I am going to a party tonight and it is not every day I go to a party to which I will wear — or as the young people say, rock — a velvet dress. As it happened I am reading Ovid (The Erotic Poems) and stumble on his prescriptions for beauty. Lucky me. Now you might say: Ovid! What are his creds? to which I say Ovid is a lover of women and as such, he makes it is business to get all up in our business, including our complexions. That’s his niche. Let’s give a big shout-out to Ovid for his take on staying foxy:

Let me show you how, when you first wake in the morning your face can be bright and fresh. Take imported Libyan barley, strip off its outer husk and chaff, measure two pounds of stripped grain, and add an equal measure of vetch steeped in ten raw eggs. Let this mixture dry in the air, then have your donkey grind it slowly, taking the rough quern round; prepare two ounces of powdered hartshorn, taken from a vigorous stag’s first fallen antlers; stir this well into the powdery meal, then sift the mixture, at once, through fine-meshed sieves. Take twelve narcissus bulbs, skin them and pound them (Use a marble block); add them in, with two ouncees each of gum and Tuscan spelt-seed, and a pound and a half of honey. Any girl who uses a face-pack according to this prescription will shine brighter than her own Mirror.

The donkey is grinding my vetch right now.

4 Comments leave one →
  1. February 25, 2012 3:08 pm

    That does it, I’m definitely going to Mishawaka this morning. I’m sure they sell that at the mall!

  2. Jan Baiden permalink
    February 26, 2012 7:06 pm

    Move over Estee Lauder, I see a real business here. (Is the vetch organic?)

  3. Matt Nicodemus permalink
    February 26, 2012 11:11 pm

    And when Ovid’s ladies were impatient to put on their faces and the donKey was taking way too long, they’d sit around complaining to each other, hence the word “kvetch”.

  4. Matt Nicodemus permalink
    February 26, 2012 11:15 pm

    Further fascinating study shows that the vetch was dug up from under the ground by a special breed of canine, who their lovely masters would call to the task by yelling out the object of their trained desire. From that evolved “Fetch!”

Provided records:
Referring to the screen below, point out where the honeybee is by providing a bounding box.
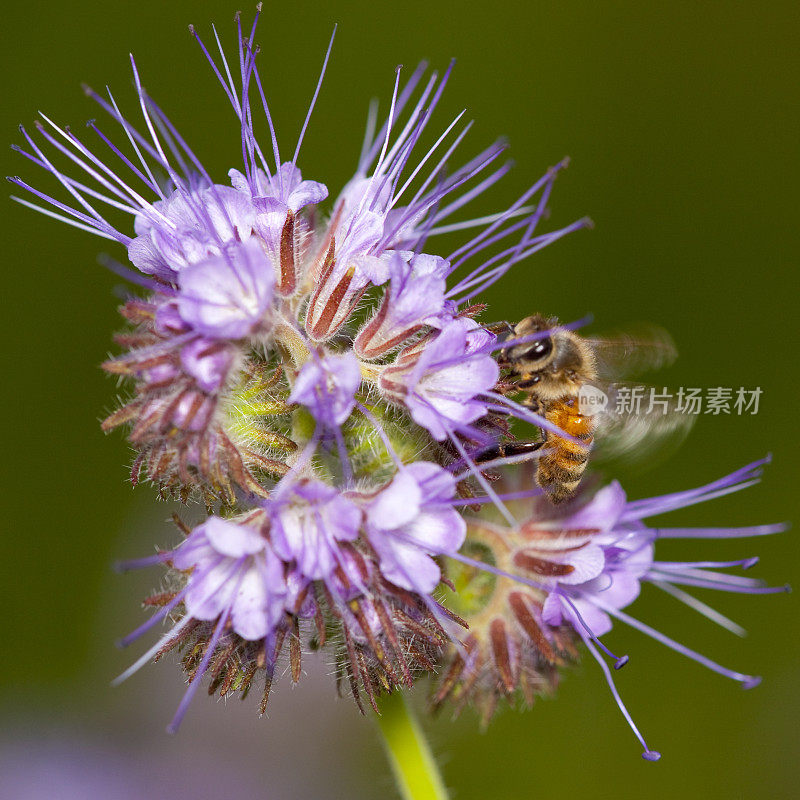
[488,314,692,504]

* * *

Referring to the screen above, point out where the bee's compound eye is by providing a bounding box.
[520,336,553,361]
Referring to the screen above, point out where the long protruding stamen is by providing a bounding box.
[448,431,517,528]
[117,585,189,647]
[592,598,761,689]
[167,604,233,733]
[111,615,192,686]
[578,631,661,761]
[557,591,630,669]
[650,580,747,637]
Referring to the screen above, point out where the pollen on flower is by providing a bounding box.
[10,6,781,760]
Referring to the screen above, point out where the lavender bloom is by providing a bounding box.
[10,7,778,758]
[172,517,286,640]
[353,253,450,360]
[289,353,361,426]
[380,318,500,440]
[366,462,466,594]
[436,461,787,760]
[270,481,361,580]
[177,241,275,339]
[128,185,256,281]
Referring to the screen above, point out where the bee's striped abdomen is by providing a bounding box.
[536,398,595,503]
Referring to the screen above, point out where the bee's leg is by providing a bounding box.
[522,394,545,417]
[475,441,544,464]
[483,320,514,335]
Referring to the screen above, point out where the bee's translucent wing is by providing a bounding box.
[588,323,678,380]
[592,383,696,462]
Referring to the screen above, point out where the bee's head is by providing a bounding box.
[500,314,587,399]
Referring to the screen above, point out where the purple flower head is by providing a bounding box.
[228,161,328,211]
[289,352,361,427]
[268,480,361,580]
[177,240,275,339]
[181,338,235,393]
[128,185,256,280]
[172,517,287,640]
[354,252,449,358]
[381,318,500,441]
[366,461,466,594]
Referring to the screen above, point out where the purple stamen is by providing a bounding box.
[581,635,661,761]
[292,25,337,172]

Your goal: Transcribe the passage from the blog post on Ovid's beauty recipe starting at "Let me show" and ending at "vetch right now.".

The response:
Let me show you how, when you first wake in the morning your face can be bright and fresh. Take imported Libyan barley, strip off its outer husk and chaff, measure two pounds of stripped grain, and add an equal measure of vetch steeped in ten raw eggs. Let this mixture dry in the air, then have your donkey grind it slowly, taking the rough quern round; prepare two ounces of powdered hartshorn, taken from a vigorous stag’s first fallen antlers; stir this well into the powdery meal, then sift the mixture, at once, through fine-meshed sieves. Take twelve narcissus bulbs, skin them and pound them (Use a marble block); add them in, with two ouncees each of gum and Tuscan spelt-seed, and a pound and a half of honey. Any girl who uses a face-pack according to this prescription will shine brighter than her own Mirror.

The donkey is grinding my vetch right now.